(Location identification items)

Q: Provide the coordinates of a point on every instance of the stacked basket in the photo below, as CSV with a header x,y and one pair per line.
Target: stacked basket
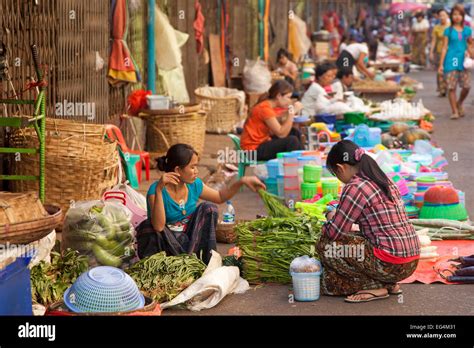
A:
x,y
185,124
80,162
222,106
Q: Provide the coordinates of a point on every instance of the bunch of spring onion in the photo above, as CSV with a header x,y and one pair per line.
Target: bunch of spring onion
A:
x,y
269,245
163,277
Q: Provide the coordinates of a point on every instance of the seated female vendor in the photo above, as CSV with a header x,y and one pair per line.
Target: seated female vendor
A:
x,y
384,249
176,223
262,130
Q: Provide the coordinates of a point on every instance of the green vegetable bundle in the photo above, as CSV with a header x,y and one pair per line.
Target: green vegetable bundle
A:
x,y
274,205
100,230
49,281
163,277
269,245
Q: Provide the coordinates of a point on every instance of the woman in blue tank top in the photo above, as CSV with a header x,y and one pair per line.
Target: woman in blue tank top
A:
x,y
176,223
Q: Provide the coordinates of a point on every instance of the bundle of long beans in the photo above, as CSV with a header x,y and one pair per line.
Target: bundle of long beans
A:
x,y
269,245
163,277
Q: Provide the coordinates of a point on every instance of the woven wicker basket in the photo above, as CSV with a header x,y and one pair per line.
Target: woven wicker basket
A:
x,y
222,112
75,169
31,231
165,130
20,207
225,233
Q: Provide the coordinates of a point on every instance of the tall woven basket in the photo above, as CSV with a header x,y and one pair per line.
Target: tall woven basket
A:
x,y
80,163
222,112
181,125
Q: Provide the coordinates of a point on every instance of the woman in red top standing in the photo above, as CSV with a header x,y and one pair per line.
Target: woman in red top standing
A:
x,y
262,130
367,261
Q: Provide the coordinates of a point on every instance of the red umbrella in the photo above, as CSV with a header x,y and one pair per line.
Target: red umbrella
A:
x,y
399,7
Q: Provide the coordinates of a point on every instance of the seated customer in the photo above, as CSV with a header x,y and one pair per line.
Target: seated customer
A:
x,y
345,78
262,130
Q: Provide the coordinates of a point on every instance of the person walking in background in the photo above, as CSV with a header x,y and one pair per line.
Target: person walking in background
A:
x,y
436,49
420,39
456,45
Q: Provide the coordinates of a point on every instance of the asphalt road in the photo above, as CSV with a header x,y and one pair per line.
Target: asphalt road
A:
x,y
457,139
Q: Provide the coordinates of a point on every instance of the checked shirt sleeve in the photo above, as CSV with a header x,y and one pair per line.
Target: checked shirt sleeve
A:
x,y
351,205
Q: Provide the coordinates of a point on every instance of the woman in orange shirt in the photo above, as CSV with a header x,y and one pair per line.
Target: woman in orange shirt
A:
x,y
262,131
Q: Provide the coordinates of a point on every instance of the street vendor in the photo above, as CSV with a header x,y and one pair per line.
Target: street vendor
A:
x,y
286,67
345,78
355,53
263,132
371,219
176,223
319,97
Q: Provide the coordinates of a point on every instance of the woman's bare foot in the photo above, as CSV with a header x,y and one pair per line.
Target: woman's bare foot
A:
x,y
367,295
394,290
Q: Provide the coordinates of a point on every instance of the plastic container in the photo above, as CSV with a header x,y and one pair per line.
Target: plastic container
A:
x,y
104,289
229,213
303,160
272,185
290,169
354,118
158,102
308,190
15,288
306,286
290,158
290,181
280,162
326,118
292,195
281,185
311,173
330,187
272,168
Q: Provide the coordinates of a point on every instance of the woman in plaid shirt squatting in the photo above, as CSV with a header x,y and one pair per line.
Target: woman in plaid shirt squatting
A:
x,y
365,262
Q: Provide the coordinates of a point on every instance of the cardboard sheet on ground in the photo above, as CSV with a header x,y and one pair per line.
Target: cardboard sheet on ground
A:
x,y
216,283
447,249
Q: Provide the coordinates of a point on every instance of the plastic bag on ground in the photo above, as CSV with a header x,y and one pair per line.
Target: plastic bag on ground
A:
x,y
216,282
102,231
305,264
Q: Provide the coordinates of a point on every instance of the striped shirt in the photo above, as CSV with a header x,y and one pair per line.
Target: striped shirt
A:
x,y
382,221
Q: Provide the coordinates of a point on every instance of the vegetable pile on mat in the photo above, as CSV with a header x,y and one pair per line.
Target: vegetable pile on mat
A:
x,y
49,281
269,244
163,277
442,229
102,231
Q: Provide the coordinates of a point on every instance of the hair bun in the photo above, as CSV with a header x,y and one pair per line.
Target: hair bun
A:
x,y
161,161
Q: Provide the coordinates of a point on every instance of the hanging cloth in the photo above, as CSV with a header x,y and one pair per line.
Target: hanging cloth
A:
x,y
198,25
266,31
122,68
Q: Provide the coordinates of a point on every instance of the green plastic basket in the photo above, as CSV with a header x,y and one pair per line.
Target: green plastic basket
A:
x,y
354,118
308,190
312,173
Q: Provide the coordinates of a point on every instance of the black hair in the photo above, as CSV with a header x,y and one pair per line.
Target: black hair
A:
x,y
279,87
344,72
344,153
283,53
323,68
178,155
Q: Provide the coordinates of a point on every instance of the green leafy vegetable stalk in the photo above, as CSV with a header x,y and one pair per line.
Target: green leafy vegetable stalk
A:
x,y
163,277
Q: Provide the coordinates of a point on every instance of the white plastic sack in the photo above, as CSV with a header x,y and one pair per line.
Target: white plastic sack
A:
x,y
135,196
257,78
41,249
216,282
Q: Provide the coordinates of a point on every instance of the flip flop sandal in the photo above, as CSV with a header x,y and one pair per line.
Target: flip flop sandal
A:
x,y
373,298
398,292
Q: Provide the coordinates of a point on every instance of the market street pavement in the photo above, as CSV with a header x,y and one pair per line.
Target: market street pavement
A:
x,y
457,139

▶ What this task involves: Exclude all images and restate the records above word for word.

▶ Written answer:
Q: Provide the coordinates of a point on every instance of the stacked basket in the photo below, as CSV with a header x,y and one pair per line.
Target: stacked basket
A:
x,y
185,124
80,162
222,106
Q: Provide the coordinates of a point on every instance of the bunch of spring onion in the photo above, as CSV with a header x,y and one pair per line.
Target: bunch of spring onion
A:
x,y
269,245
163,277
Q: Provide the coordinates of a point on every instance of the seated female vendor in the photo above, as CSV with a header x,y and one pair per line.
Target: seated female vendor
A:
x,y
384,249
176,223
262,130
Q: Provide the coordinates of a point on every instance of the green vegetable bundle in the photo above, as CSV with a header x,y and one pair per line.
Target: green vegetable bundle
A:
x,y
274,205
100,230
49,281
163,277
269,245
Q: Provide the coordinates of a point on every instance of the woman in blue tank top in the photo above, as CSV with a header x,y and one pair per line.
Target: woman in blue tank top
A:
x,y
176,223
Q: Provide the coordinates of a point on every instance of the bundle of long beans in the photo above, as CSV with a header x,y and one pair per line.
Target: bundle of long beans
A:
x,y
269,245
163,277
Q: Provide the coordinates of a point on every instance of the woven wicker basket in the photo above, as CSV with a header x,y and one pair per line.
Target: woven wicker basket
A:
x,y
222,112
75,169
31,231
165,130
20,207
225,233
Q: Provide the coordinates of a point on every instance of the tall woven basket in the photo above, as CSV with a header x,y and one pair per line.
Target: tall woven basket
A:
x,y
80,163
222,112
181,125
Q: Provide the coordinates of a point on every instance of the woman in red top standing in the photo above, as CSV with a header x,y and one pair per line.
Target: woman in red top standing
A:
x,y
262,130
367,261
Q: Provide the coordinates of a point on every instance of the red umbrella in the photo above, as CSV with a header x,y and one pair per line.
Target: red umbrella
A:
x,y
399,7
Q: Provide the coordinates of a point on every instance of the seated customer in the photo above, as CSV with a header x,y and one pair per line.
Target: seated customer
A:
x,y
345,78
262,130
Q: Provide the coordinates of a point on every instance of the person walking in background in the photo above, as CSV with a header x,y and one pair per line.
Target: person walking in background
A:
x,y
436,49
420,39
456,45
Q: Provide the coordinates of a point on every instance of the asphalt road in the photo above, as CSV with a header x,y and one pair per line.
Target: asphalt road
A:
x,y
457,139
Q: Provide the coordinates of a point on every instance of the checked shirt sleeve in the photo above, as CSV with a header x,y and one pair per line.
Target: checked shirt sleeve
A:
x,y
351,205
Q: Provide the coordinates of a point on every instance of the woman in orange shirt in the photo above, as CSV with a header x,y and one pair per line.
Target: woman in orange shirt
A:
x,y
262,131
Q: Provide the coordinates of a point on every instance of the street vendor in the photo above, as CSV with a header x,y and one pair per line.
Target: street vendor
A:
x,y
286,67
345,78
355,53
263,132
371,219
176,223
319,97
Q: Provide the coordinates of a point on every instance of the woman's bare foot in the photo above, as CSV with a header x,y and one pair per line.
Target: woman's bare foot
A:
x,y
367,295
394,290
Q: Provide the coordinates of a point on every instance of the plastic container in the photo above, as CSV with a header x,y and one pair per line.
Target: plastic container
A:
x,y
104,289
229,213
303,160
272,185
290,169
354,118
158,102
308,190
15,288
306,286
290,158
290,181
280,162
326,118
292,195
281,185
311,173
330,187
272,168
Q: Provide the coordinates of a point on every instance of the woman in plaid shirt squatting in the photo above, as CSV with a header x,y and one pair per line.
Target: woman in plaid shirt squatting
A:
x,y
365,262
Q: Provide the coordinates of a point on every instance of the cardboard sheet on ground in the photo above, as CSV with a header x,y and one pair per line.
Target: cardboard sheet on ground
A:
x,y
216,283
447,249
Q: Provide the coordinates of a point on every instance of the plastic bag on ground in the photo above, as CSV with a header x,y and one pair per line.
Target: plastic bag on ground
A:
x,y
216,282
102,231
305,264
Q: Provide the coordinates of a point on every instance of the striped shirt in the photo above, as CSV with a header x,y and one pair per line.
Target: striped shirt
A:
x,y
382,221
Q: Provide the coordinates of a point on every instance of the vegetable pile on mat in the photo above, as CSV with a header x,y and one pair per line.
Target: vegetable pile on mat
A:
x,y
49,281
269,244
163,277
442,229
102,231
Q: Provide the coordinates of a point on every instance of the hair bun in the photo above, as CSV with a header x,y and one pair per line.
Target: hair bun
A:
x,y
161,161
Q: Provide the coordinates of a point on every instance of the hanging cloth in the photo above, as CSV with a header x,y and one pair per line.
Target: hanging cloth
A:
x,y
198,25
266,31
122,68
Q: Provide the coordinates of a point on every instance of the green plastic basket in the photo above, as CSV with a header x,y and one pair per line.
Target: green plastic basket
A:
x,y
354,118
308,190
312,173
Q: Provide the coordinates of a point on every instance of the black hair in the photo above, as CSV with a header x,y and one pair per line.
Target: black hair
A:
x,y
279,87
344,72
344,153
283,53
323,68
178,155
Q: Provide the coordinates of a point on every instance of the green leafy vegetable stalk in the photo above, as CSV with a header x,y and one pair per line.
Target: green leafy vegetable stalk
A:
x,y
163,277
Q: Provide the coordinates of a point on every instance of the white plastic sack in the photo above, as CSV with a header x,y and one pair per line.
Target: white plastic sack
A:
x,y
135,196
257,78
41,249
216,282
Q: Provide the coordinates of a point on every instance of the flip flop sandal in the photo above, as CSV with a header x,y and one pair per line.
Target: flip flop sandal
A:
x,y
373,298
398,292
Q: Provide the coordinates of a point on every instance of the market street pavement in the photo above, as CSV with a header x,y and one pair per line.
Target: market street pavement
A:
x,y
457,139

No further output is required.